Activity — Would you print out every entry exactly as given?

Items listed in a dataset:
______

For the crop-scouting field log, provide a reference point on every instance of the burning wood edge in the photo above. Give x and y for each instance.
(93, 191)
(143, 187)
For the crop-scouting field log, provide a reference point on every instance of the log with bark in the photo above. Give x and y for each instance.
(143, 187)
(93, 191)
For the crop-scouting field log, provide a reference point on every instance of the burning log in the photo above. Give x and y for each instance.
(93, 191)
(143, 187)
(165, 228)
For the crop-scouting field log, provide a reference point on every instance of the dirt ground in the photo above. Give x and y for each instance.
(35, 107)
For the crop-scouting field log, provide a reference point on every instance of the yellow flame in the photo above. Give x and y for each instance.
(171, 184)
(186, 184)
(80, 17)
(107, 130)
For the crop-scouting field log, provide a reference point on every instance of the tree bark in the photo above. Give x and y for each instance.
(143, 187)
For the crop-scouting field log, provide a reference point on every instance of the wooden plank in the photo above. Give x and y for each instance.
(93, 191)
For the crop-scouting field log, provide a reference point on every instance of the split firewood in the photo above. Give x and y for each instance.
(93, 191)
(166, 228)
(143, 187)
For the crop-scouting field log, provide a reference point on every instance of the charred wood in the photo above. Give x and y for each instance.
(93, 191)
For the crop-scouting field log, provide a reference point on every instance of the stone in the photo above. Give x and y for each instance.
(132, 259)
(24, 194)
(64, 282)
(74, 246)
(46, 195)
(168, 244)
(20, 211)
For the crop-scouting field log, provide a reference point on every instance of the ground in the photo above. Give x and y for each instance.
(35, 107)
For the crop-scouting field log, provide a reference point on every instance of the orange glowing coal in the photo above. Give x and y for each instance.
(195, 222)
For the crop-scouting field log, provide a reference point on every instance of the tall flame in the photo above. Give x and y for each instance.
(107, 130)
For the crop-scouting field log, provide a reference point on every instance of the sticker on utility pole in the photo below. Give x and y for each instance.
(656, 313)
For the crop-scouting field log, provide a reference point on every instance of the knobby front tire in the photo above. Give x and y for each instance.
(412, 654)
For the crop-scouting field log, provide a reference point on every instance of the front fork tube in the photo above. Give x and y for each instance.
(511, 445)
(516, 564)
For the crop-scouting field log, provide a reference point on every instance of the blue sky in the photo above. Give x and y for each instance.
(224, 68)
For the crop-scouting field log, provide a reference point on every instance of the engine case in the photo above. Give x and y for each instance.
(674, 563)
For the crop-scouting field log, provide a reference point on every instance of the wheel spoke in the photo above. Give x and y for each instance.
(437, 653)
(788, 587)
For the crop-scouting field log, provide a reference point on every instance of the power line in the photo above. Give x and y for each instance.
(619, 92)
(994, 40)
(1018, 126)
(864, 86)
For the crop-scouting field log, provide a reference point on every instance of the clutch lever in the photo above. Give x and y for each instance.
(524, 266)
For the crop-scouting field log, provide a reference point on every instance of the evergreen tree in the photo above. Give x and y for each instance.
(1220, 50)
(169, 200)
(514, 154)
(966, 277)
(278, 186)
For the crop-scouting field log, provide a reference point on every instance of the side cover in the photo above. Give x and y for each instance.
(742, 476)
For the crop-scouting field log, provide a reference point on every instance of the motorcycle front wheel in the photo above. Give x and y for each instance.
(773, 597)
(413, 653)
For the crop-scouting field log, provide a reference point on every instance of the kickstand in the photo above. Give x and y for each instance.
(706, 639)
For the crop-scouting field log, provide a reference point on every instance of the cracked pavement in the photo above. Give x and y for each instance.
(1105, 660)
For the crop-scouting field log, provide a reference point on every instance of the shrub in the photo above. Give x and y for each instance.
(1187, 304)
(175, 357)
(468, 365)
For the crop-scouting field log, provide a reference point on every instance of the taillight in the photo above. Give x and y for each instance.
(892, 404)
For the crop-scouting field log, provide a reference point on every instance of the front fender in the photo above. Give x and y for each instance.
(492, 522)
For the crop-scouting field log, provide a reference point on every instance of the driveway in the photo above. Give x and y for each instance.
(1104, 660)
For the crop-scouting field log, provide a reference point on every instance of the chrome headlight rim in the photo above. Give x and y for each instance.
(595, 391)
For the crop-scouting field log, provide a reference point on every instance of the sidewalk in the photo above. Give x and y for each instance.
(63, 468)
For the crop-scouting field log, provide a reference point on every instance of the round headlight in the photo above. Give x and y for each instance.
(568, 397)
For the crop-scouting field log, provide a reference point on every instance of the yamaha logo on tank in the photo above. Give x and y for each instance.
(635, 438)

______

Result for this task —
For the crop-scouting field log, provide a reference point on every instance of the burning wood edge in the photo above. Give x and y for each instance.
(93, 191)
(143, 187)
For the crop-scouting field log, provide a reference point on every instance of the log with bark in the photo above. Give x and y for each instance.
(143, 187)
(93, 191)
For the crop-scouting field log, provide a reference point on every instance of the burning log in the photo above. Give x and y for each instance.
(93, 191)
(143, 187)
(165, 228)
For the crop-scouting field log, provide a reference point on every instance of the dirt ground in the photo above. Give x and y for each instance.
(35, 107)
For the crop-scouting field log, provide a reference point on every instance of the yellow flame in the photo above. Give x and y for each instance.
(171, 184)
(186, 184)
(80, 17)
(107, 130)
For the crop-scouting field log, provide a reference point on every instance of the tree bark in the photo above. Give x and y for each instance.
(143, 187)
For the crop-scouting field log, provide a reference point on every instance of the wooden plank in the photo above. Give x and y for each instance.
(93, 191)
For the crop-scouting field log, provide a reference point on every instance of the split firewood in the photo above. Give x and y for each instance.
(93, 191)
(166, 228)
(143, 187)
For the crop-scouting field log, provide a reference point on every instance of the charred wood in the photo above. Give x and y for each instance.
(93, 191)
For the crop-scouting field log, provide a reference point on every instance of the stone in the photo above. Give x and y for each instance.
(132, 259)
(24, 194)
(64, 282)
(74, 246)
(46, 195)
(168, 244)
(20, 211)
For the crop-scouting field log, provide a reference point on every instance of the ground in the photo above. Give x and y for each instance.
(35, 107)
For the crop-scouting field log, provide a reference point on every instance of the orange glowing coal in the photo above. Give x and y for each instance.
(195, 222)
For the crop-scouting field log, provide a reference point on every instance of the tall flame in the photo above. Give x and y for each instance.
(107, 130)
For the crop-scouting field log, provide a reference point on every instance of the sticker on utility pole in the photo below. Give x and y for each instance.
(656, 313)
For the crop-scouting field log, provide a reference point on every instance of the knobby front tire in the photo above. Give x and y for each instance.
(412, 654)
For the crop-scouting field log, provide a reference point on every instance of the front fork tube in the photo above. Give x and y for each instance.
(511, 445)
(516, 564)
For the crop-scouting field log, provide a reference point on every instance of the blue sky in the photo above. Give x and y for each instance.
(224, 68)
For the crop-scouting field log, provide a reference point on every instance of the engine case in the photo above. Give x and y for each instance.
(674, 563)
For the crop-scouting field log, provide a reference point on every instance of the wheel spoke in the photo above. Give x and y for each instance.
(437, 653)
(788, 587)
For the crop-scouting field log, provide a reference point on every instance of the power line in the photo above. Give x and y for each instance.
(619, 92)
(994, 40)
(1018, 126)
(864, 86)
For the crop-scouting field log, provide a reference point on every instance of the clutch lever in the photo above. Give x and y for each instance.
(524, 266)
For the crop-scouting field log, provide a reference point on every instance of the evergreen tree in the photo above. Give x and y for each instance.
(1220, 50)
(169, 200)
(514, 154)
(966, 277)
(278, 186)
For the crop-scouting field log, provide a reference point on every instance of the side cover in the photo above. Give x and y for each instance.
(742, 476)
For the crop-scouting field log, provide a reference point on every instance of the motorcycle front wheel in the photo above. Give x and y for each instance.
(773, 597)
(413, 653)
For the crop-scouting field log, provide a reference point on every instance of the kickstand in the photo above. Give x and y for each instance.
(706, 639)
For the crop-scouting field log, provide a reference point on every instance of the cracked pavement in the photo above. Give x and y for each instance.
(1105, 660)
For the crop-scouting field log, provide a reference point on every instance of the shrub in the photo above. Give x and y for each instance.
(1187, 304)
(175, 357)
(468, 365)
For the crop-scouting field log, provide a reference point on every instance of the taillight in the photo above. Give x and y for each instance.
(892, 404)
For the crop-scouting field log, provide a reference point on every instance of the front fender in the photo above. Give x and y for each instance.
(492, 522)
For the crop-scouting field log, provide a reference point on every instance of the driveway in the photo above. Give x and y for each instance.
(1104, 660)
For the crop-scouting field log, provide a reference point on every instance of the chrome headlight rim in the photo above. Give x and y for each instance.
(595, 391)
For the crop-scouting field log, provide a reference point on every instance of the sidewalk in the photo above. Give x and y for each instance.
(63, 468)
For the crop-scouting field log, provide a reference point on every instance of the round headlight in the photo above. Give x and y for each instance.
(568, 397)
For the crop-scouting field log, provide a reference point on every instance of the yamaha logo on tank in the photo above. Give x and y for each instance.
(635, 438)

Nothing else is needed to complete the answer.